Study material

──────

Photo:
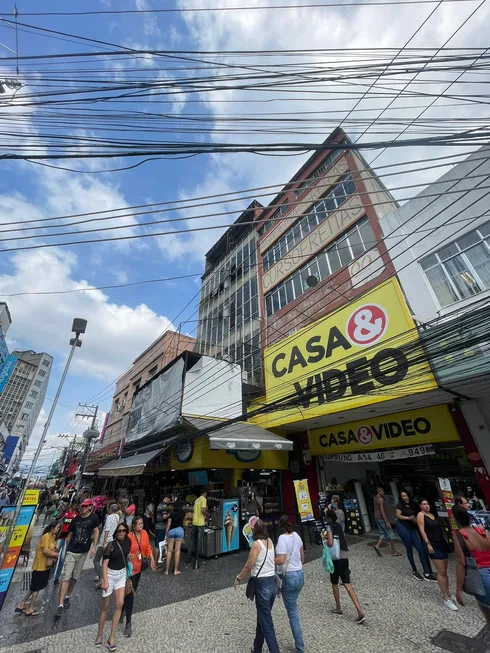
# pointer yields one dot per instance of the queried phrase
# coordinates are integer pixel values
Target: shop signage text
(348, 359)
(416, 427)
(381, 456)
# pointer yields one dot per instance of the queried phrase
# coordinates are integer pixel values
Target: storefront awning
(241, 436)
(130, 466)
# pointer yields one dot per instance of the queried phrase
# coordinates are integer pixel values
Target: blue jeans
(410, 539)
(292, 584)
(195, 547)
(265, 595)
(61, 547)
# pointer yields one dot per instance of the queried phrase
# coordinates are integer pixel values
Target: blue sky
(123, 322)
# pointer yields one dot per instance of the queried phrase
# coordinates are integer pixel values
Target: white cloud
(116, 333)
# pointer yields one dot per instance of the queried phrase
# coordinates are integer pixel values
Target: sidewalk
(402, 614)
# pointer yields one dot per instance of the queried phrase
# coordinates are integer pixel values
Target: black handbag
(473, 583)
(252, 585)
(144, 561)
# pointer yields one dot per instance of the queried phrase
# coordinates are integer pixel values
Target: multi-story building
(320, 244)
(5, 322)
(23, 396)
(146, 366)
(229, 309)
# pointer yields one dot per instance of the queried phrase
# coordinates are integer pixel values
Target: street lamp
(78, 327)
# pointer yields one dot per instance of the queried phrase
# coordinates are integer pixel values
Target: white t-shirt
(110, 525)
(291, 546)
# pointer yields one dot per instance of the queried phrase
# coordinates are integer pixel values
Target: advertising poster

──────

What is expected
Since the pictures are not wanted, set down only the rest of each record, exactly as above.

Answer box
Photo:
# pointer yields one dot per instance of the queried phrase
# coordinates are integer pixel values
Target: shop signage text
(348, 359)
(416, 427)
(381, 456)
# pointer yields one dot per instance of the queried phrase
# coordinates are integer pixel values
Target: storefront awning
(241, 436)
(130, 466)
# pointer yields one dot per instance of the queried phrase
# coordinates are integer pixel values
Target: blue jeans
(410, 539)
(292, 584)
(195, 547)
(265, 595)
(61, 547)
# pointer yields one dot per instance of the queried phrase
# coordinates are integer pixel values
Target: blue sky
(123, 322)
# pointer yields one dot per instance of the queried phrase
# coordinates are integer pixel values
Target: white cloud
(116, 333)
# pointer yields one dot per instance of the queried phrase
# coordinates are integer pixel values
Target: sidewalk
(402, 614)
# pointer yields one dot per instance of the queried phrase
# coordinates are integer pixel values
Target: black handbag
(473, 583)
(252, 585)
(144, 561)
# pointer yields one dot per instance of the queried phrase
# coordinates are integer pixel values
Target: multi-story building
(320, 244)
(5, 322)
(23, 396)
(146, 366)
(229, 309)
# pointer yields one dot per instance of the queried phrase
# coordinates are integer pixel values
Target: street lamp
(78, 327)
# pointer yields one dot per instance of the queried phrase
# coordinates are integer pixel values
Target: white t-shirt
(110, 525)
(291, 546)
# pointer yields one dot per instance of the queried phrase
# coordinates are integer pixel values
Target: advertising poster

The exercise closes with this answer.